▼▼▼
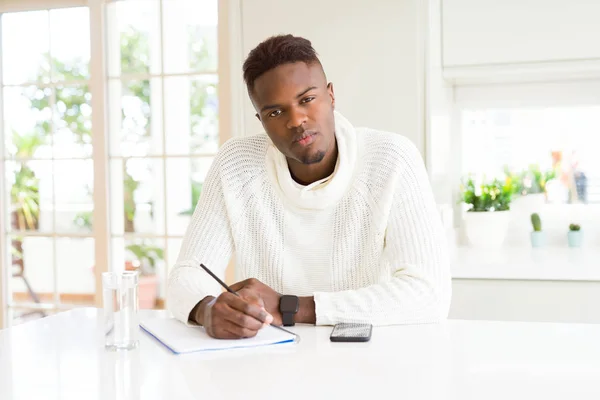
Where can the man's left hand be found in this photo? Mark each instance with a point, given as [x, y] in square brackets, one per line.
[252, 288]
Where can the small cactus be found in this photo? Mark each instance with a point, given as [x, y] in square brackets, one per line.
[536, 222]
[574, 227]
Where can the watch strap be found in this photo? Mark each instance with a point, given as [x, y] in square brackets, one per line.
[288, 319]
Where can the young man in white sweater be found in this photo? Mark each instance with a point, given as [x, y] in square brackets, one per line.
[329, 223]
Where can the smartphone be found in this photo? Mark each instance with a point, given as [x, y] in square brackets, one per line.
[350, 332]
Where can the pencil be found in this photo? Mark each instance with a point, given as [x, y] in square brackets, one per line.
[208, 271]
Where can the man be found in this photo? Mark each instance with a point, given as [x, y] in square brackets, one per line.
[329, 223]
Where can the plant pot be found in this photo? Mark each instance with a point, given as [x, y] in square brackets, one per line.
[575, 238]
[538, 239]
[487, 229]
[147, 291]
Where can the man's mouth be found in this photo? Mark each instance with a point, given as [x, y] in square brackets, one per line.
[306, 138]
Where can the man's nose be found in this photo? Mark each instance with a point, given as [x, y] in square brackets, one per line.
[297, 117]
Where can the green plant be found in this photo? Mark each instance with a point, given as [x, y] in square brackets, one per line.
[492, 196]
[536, 222]
[530, 181]
[574, 228]
[25, 197]
[147, 255]
[130, 185]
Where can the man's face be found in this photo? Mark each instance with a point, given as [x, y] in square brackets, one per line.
[295, 106]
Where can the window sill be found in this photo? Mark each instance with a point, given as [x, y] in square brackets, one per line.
[514, 263]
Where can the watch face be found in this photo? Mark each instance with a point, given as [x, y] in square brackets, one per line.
[288, 304]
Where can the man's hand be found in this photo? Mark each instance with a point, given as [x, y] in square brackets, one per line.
[253, 288]
[231, 317]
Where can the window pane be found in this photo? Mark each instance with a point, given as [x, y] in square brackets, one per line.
[75, 268]
[546, 150]
[74, 186]
[70, 43]
[192, 115]
[147, 256]
[136, 48]
[190, 34]
[137, 196]
[184, 186]
[29, 186]
[73, 124]
[27, 115]
[135, 113]
[25, 47]
[32, 269]
[173, 249]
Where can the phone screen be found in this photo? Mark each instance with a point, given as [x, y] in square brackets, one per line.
[347, 332]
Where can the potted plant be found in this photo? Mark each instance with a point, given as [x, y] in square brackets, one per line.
[488, 215]
[538, 238]
[143, 259]
[25, 200]
[575, 235]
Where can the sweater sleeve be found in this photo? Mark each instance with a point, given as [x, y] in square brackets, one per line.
[419, 287]
[208, 240]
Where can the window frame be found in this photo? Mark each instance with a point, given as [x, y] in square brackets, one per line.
[230, 97]
[551, 93]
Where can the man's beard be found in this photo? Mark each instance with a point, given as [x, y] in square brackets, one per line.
[313, 158]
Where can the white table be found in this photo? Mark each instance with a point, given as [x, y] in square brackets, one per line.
[61, 357]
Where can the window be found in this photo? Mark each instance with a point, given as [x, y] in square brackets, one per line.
[543, 140]
[161, 130]
[550, 150]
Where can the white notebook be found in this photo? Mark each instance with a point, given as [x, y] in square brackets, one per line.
[180, 338]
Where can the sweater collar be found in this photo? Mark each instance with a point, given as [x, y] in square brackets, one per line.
[338, 183]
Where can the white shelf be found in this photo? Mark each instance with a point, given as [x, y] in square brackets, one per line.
[546, 264]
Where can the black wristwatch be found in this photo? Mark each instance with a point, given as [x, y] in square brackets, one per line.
[288, 306]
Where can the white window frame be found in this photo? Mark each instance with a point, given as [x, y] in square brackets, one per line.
[511, 95]
[230, 105]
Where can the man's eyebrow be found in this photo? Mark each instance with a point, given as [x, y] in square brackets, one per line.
[270, 106]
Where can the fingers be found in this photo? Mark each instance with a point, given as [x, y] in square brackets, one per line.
[235, 331]
[251, 298]
[232, 317]
[251, 309]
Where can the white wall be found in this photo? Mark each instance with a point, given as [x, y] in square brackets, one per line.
[371, 51]
[480, 32]
[514, 300]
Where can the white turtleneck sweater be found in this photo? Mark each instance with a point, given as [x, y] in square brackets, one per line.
[366, 242]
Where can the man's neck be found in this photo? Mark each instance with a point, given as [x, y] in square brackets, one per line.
[306, 174]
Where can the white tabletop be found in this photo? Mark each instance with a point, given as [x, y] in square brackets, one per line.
[62, 357]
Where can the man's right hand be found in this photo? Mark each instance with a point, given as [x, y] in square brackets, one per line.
[231, 317]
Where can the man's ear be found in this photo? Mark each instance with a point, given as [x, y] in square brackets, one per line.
[331, 93]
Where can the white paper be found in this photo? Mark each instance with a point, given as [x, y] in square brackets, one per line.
[180, 338]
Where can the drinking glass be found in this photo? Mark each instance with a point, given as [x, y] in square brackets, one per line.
[120, 295]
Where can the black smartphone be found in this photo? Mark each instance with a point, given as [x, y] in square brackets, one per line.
▲▲▲
**Your task:**
The required output is the exact sequence of lines from the one containing "Where can the man's right" through the end of the listing, both endpoints included.

**Finished answer:**
Where can the man's right hand be found in this photo? Mark each instance with a point, given as [x, y] in square brackets, one per line.
[231, 317]
Where can the man's ear be found in this photo? Mark each instance with a point, given as [x, y] in square brackets, one per line.
[331, 93]
Where can the white paper be found in this photo? Mark each instance with a point, given as [x, y] in square brackets, one per line.
[180, 338]
Where can the drinking glass be found in this photo? Mark each instance with a point, given as [x, y] in square brackets, one per line.
[120, 295]
Where can the black smartphone be found in this photo? Mark each instance with a point, given as [x, y] in square brackets, one per line.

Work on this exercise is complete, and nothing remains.